### PROBLEM TO SOLVE
Copy out every item below, changing each instance of "one dot per instance" to "a single point for each instance". Leave all other text as it is.

Records:
● ● ●

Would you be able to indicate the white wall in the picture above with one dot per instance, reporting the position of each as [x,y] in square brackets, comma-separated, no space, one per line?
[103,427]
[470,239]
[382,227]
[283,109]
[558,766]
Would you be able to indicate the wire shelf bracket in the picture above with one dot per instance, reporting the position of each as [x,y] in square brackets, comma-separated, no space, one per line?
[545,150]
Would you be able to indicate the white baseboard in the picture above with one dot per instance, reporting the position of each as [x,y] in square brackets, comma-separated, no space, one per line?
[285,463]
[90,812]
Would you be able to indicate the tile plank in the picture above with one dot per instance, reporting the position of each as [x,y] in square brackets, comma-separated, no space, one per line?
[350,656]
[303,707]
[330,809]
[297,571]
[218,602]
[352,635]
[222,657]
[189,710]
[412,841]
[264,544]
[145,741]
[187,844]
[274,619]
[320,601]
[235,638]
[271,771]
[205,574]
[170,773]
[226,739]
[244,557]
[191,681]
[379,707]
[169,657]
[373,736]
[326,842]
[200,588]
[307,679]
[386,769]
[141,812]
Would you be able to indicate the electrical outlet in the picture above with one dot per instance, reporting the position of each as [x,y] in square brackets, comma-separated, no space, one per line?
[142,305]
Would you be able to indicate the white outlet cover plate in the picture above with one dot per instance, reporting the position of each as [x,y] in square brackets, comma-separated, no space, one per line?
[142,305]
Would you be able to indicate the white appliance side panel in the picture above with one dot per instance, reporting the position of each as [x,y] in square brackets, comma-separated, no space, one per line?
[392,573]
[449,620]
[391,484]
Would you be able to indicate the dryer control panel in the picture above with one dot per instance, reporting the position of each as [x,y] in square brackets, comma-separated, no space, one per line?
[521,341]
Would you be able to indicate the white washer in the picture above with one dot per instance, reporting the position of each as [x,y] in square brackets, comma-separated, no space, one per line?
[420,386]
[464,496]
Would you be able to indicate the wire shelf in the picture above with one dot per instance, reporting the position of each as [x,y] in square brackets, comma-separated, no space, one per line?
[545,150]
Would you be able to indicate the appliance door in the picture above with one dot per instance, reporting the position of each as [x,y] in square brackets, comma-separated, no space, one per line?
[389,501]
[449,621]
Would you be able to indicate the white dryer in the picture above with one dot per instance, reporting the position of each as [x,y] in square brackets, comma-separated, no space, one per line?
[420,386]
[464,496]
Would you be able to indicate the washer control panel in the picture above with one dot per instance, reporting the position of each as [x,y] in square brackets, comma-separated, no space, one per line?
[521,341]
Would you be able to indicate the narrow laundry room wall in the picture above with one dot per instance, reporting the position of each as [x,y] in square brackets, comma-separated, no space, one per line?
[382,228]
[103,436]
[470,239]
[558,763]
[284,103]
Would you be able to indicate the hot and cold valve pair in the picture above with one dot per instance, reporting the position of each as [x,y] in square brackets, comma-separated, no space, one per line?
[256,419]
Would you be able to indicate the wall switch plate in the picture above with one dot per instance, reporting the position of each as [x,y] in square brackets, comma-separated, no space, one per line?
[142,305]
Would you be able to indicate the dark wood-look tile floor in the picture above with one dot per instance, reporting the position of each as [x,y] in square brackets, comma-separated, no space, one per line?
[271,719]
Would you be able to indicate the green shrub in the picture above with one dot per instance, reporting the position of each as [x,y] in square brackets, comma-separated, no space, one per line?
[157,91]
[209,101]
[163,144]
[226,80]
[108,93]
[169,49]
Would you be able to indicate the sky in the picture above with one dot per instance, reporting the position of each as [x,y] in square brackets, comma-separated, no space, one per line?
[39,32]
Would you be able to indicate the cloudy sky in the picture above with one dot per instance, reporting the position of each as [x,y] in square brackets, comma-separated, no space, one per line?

● ● ●

### ANSWER TO THIS EXERCISE
Would you be able to indicate the white wall in the picture above with a single point for each instance, reporting the position of each as [x,y] in square brackets, comma-separated, no space, one per line?
[103,427]
[470,239]
[382,227]
[283,109]
[558,766]
Would you be able to indicate the wire shelf bracket in the picture above with a single point for each instance, reporting the position of each as [x,y] in square brackets, comma-separated, no space, one per line?
[545,150]
Would you be able to indicate the white baseboard in the picture above with a single point for each instance, reporting the position of each as [x,y] in square brackets, comma-separated, no space, one per line?
[285,463]
[90,812]
Would you be able to indicate the tile plank in the picture above with a single point for each instance, reporting the position of each as [x,y] in square brackets, comma-separated, no space, one per line?
[350,656]
[303,707]
[330,809]
[297,571]
[218,602]
[352,635]
[222,657]
[189,710]
[412,841]
[264,544]
[145,741]
[187,844]
[274,619]
[320,601]
[235,638]
[271,771]
[205,574]
[170,773]
[226,739]
[244,557]
[191,681]
[379,707]
[169,657]
[373,736]
[326,842]
[200,588]
[307,679]
[386,769]
[141,812]
Would you be able to indicate the electrical outlet in the picture above with a single point for each instance, reporting the position of each as [x,y] in square brackets, comma-separated, no space, one per line?
[142,305]
Would you be able to indicate the white outlet cover plate in the picture above with a single point for each instance, reporting the position of each as [x,y] in square brackets, comma-separated, no space, one per line?
[142,305]
Would you be able to indicate the white appliance side panel in the picture above with a single point for each instance, reporting the position of each as [x,y] in square brackets, comma-separated, no space, one per line?
[392,573]
[449,620]
[391,484]
Would you be able to indicate the dryer control panel in the picture above with a single point for each instance, reporting the position of each as [x,y] in square brackets, comma-separated, no space, one per line?
[521,341]
Would you be able to indicate the white washer in the picture above with a single point for each instance, reporting the position of each as [x,y] in square brackets, comma-separated, no space, one per line?
[420,386]
[464,496]
Would you be able to indicate the wire shelf in the picture above with a single point for each instance, reporting the position of each as [x,y] in square brackets, comma-separated, no space, one per line?
[545,150]
Would you be able to indicate the appliance door in the picture above with a single point for each instance, reporting the position of each as [x,y] in square brackets, comma-separated, no space, one per line?
[389,501]
[449,621]
Would you be able to indicate the white dryer in the picture above with a single point for each instance, reporting the position of each as [x,y] in square brackets, comma-separated, no space, one per line?
[420,386]
[464,496]
Would you be able to indicate the washer control panel in the picture above with a single point for each instance, reporting the position of each as [x,y] in square brackets, comma-separated, no space, one per line?
[521,341]
Would you be able to indicate the narrow laundry room wall in the picture above with a single point for each instance, reporting the position of each as [x,y] in square brackets, comma-separated, no space, one per line?
[382,228]
[103,436]
[470,239]
[558,763]
[284,103]
Would you be able to indicate the hot and cold valve pair in the picture above with a single point for each instance, reporting the position of each as [x,y] in square brackets, comma-separated, no space, one per line?
[256,419]
Would you be able to indicate the wall switch plate in the picture above with a single point for each instance, reporting the position of each as [x,y] in square brackets, comma-separated, no space, one per line?
[142,305]
Would you be able to indicate the dark wood-look tile floor in the picture above with a single point for each instance, reporting the position of each as [x,y] in square brackets, comma-separated, no space, one per line?
[271,719]
Would you be able to indicate the green shrub in the picture above with a single point for each instance, reporting the position of each as [x,y] in square brackets, comma-separated, no space, one per line?
[157,91]
[209,101]
[163,144]
[226,80]
[108,93]
[169,49]
Would you be able to indicate the sky in the picture above with a single point for each instance, reporting the position of each as [x,y] in square brackets, comma-separated, no space, one per line?
[39,32]
Would you be able to indicate the cloudy sky in the picture above with a single point for each instance, reporting the position of each as [x,y] in square brackets, comma-separated, no space, one per line?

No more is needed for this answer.